- **The data**:
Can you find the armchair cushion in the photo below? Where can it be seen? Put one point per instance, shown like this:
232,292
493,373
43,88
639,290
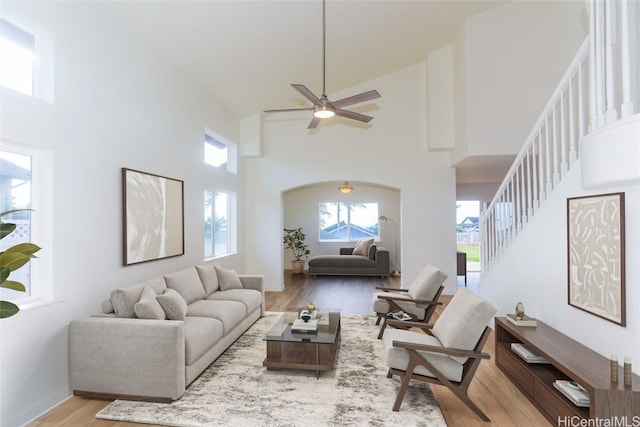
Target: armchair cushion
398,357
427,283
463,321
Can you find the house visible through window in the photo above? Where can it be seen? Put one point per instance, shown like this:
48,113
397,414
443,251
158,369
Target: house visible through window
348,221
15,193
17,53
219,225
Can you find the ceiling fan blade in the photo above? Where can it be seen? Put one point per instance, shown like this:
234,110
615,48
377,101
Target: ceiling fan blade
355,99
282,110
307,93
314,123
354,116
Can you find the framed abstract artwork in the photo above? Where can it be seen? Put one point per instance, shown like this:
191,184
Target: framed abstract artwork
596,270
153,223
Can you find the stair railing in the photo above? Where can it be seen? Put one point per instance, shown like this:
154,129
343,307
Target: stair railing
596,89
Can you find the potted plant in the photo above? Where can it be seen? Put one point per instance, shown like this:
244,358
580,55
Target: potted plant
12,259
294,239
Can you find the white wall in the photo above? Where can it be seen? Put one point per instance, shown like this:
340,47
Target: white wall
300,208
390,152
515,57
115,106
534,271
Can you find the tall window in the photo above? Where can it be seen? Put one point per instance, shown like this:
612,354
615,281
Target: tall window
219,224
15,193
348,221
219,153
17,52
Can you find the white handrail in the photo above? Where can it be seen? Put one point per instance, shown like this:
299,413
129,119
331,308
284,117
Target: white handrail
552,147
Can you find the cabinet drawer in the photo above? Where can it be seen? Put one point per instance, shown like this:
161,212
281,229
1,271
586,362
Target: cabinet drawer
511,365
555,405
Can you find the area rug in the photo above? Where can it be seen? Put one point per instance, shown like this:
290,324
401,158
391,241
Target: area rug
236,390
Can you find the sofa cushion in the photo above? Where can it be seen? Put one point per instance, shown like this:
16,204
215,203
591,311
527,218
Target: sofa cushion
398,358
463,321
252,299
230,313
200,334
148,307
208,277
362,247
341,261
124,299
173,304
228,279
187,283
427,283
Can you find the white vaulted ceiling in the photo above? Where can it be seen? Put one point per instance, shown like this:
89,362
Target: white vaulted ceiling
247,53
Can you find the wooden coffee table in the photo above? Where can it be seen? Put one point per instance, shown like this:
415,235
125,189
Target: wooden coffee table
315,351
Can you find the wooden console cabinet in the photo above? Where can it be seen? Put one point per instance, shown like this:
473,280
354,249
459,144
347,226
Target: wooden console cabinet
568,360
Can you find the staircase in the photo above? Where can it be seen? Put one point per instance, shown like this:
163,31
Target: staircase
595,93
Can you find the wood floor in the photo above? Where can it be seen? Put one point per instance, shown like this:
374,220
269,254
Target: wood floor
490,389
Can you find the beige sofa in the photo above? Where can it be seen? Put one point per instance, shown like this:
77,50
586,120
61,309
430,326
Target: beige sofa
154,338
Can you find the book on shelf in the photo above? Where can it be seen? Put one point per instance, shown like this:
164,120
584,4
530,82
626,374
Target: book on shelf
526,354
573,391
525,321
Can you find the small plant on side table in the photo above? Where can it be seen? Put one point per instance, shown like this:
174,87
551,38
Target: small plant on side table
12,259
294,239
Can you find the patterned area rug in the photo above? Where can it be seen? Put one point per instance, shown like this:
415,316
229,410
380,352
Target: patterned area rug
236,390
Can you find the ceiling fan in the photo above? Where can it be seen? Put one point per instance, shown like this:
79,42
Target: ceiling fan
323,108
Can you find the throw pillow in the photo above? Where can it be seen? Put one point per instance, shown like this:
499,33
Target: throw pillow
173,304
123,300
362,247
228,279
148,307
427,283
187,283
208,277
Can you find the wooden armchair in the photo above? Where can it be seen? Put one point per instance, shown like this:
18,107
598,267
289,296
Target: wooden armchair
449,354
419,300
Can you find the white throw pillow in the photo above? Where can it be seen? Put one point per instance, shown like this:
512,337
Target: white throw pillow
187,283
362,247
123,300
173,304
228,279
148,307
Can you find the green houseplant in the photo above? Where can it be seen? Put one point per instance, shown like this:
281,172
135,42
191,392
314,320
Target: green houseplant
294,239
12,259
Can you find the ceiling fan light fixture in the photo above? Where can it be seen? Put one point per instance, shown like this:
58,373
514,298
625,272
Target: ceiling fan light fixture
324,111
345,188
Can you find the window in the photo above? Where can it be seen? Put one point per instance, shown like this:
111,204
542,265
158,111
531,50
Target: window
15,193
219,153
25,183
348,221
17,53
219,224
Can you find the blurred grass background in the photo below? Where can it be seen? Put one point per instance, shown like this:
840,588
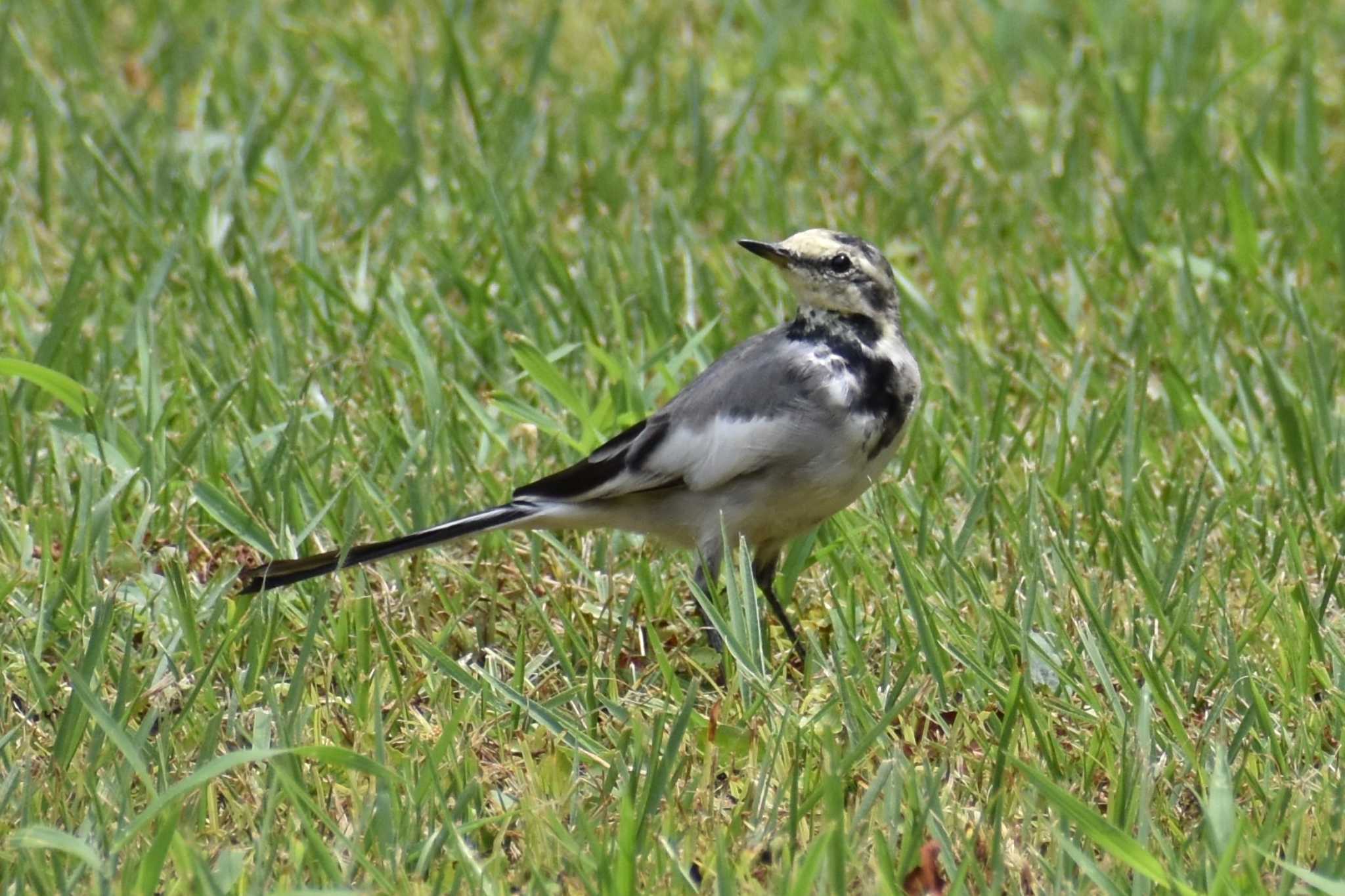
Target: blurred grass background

- **Given problem**: Leave the images out and output the remaining material exactly as it stands.

- **Finished task**:
Can you find the armchair cushion in the photo below? Where can it be seen? Put one point per instance, shown like this:
232,292
493,373
43,88
639,290
Target: armchair cushion
398,357
427,283
463,321
Can you find the house visible through window in the photo above? Where can it be seen? Put one point per instance, shown like this:
48,113
397,414
443,251
158,369
Target: house visible through window
348,221
15,193
17,53
219,225
Can you find the ceiling fan blade in the photo above? Where can it be seen? Put one point per instance, shown like this:
234,110
615,48
377,101
Target: ceiling fan blade
355,99
282,110
307,93
314,123
354,116
Can you find the framed abstract artwork in the photo above? Where can it be seen? Put one point per instance, shown like this:
191,184
Target: framed abstract artwork
596,270
153,223
Can you find the stair railing in the photo above? Where can it be seen? Put one point per instance, shown like this:
154,129
343,307
Target: stair railing
596,89
Can you find the potted plant in the photo above? Where can it be seen? Put one point per instance, shown like this:
244,358
580,55
Target: potted plant
12,259
294,239
Can you find the white wall in the photo above? Where can it be seen? Put one point per instance, shown like this:
340,47
Target: white wall
300,208
390,152
515,57
115,106
534,271
Can you find the tall window in the photo above? Where can it be seen? Put one point per instance, shown like this:
612,354
615,281
Target: tall window
219,224
15,193
348,221
219,153
17,52
Can you find the white handrail in the photo above? Where can it be seen? Put one point per instance, shown like this:
299,413
129,119
331,308
284,117
Target: white handrail
552,147
Can you find the cabinet drawer in the photo above? Where can it be seen? Put one point per instance, shown like this:
161,212
281,229
1,271
586,362
Target: cabinet drawer
511,365
555,405
Can you find the area rug in the photo above? Where can it be seen? Put one point per instance, shown like this:
290,324
401,158
391,241
Target: area rug
236,390
Can you find the sofa cushion in the photo above? Where can it be seen? Put one point per instance, shown like this:
16,204
215,203
591,311
527,218
Target: sofa cushion
398,358
463,321
252,299
230,313
200,334
148,307
208,277
362,247
341,261
124,299
173,304
228,279
187,283
427,283
Can you find the white vaulted ceiling in the photo above? Where can it be seen? Put one point per instance, shown like this:
89,362
Target: white vaulted ceiling
247,53
Can you find the wooden coffee table in the photo above? Where can it be seen? Put one point per instance, shown like this:
415,235
125,189
Target: wooden coffee table
315,351
Can you find the wooden console cabinet in the photo above? Where can it be seen? Put one point per instance, shown like this:
473,280
354,249
459,144
347,226
Target: wooden console cabinet
568,360
Can you find the staircase in the photo above? Where can it be seen? Put one point per instance, shown like this:
163,31
Target: staircase
595,93
Can you find the wood floor in the photo above? Where can it be seen? Put one point per instance, shown like this:
374,220
269,254
Target: wood floor
490,389
Can you find the beige sofa in the photo above? Where can it be seen? Put one point per instance, shown like this:
77,50
586,120
61,309
430,326
Target: beige sofa
154,338
Can you find the book on shelf in the photo above? Where can it be seen? Put one point per instance, shown like this:
164,120
584,4
530,82
626,374
Target: book on shelf
526,354
573,391
525,321
Can you find the small plant on side table in the photo above? Where can it be seen? Put one point per instance, shown like this:
174,87
551,38
Target: small plant on side table
12,259
294,239
Can you find the patterned area rug in the photo above? Where can it be seen? Put one point per instance, shown like this:
415,316
229,410
380,352
Target: patterned area rug
236,390
Can you find the ceiling fan in the photo above? Where can it be seen? Put one point per instance, shown like this:
79,42
Target: ceiling fan
323,108
Can you find the throw pillow in the photo above? Where can it be seen? Put one point per instance, shown like this:
499,33
Target: throw pillow
173,304
123,300
362,247
228,279
148,307
427,283
187,283
208,277
Can you find the wooden armchair in the photo above? Where can it be seen? Put one point per instance, shown like this:
18,107
598,267
289,296
Target: wooden armchair
449,354
419,300
Can you find the white throw pillow in the photo above? Where can it be seen? Put one point per instance, shown like this:
512,337
Target: white throw pillow
187,283
362,247
123,300
173,304
228,279
148,307
Can you find the green houseplant in the photo above? Where can it be seen? Put one point per instance, shown like this:
281,172
135,42
191,392
314,320
Target: green houseplant
294,239
12,259
Can you find the ceiling fan light fixture in the photo above? Where can it be seen? Put one point per instance, shown like this:
58,373
514,298
625,272
Target: ceiling fan light fixture
324,111
345,188
Can you find the window in the photo above? Where can it be seen? Put one point per instance, shown like this:
111,204
542,265
158,111
531,50
Target: window
15,193
219,153
25,183
348,221
17,53
219,224
Can you find the blurred grass background in the photo below? Where can it be seen? Put one point per instance, shown like this:
840,588
Target: blurred grass background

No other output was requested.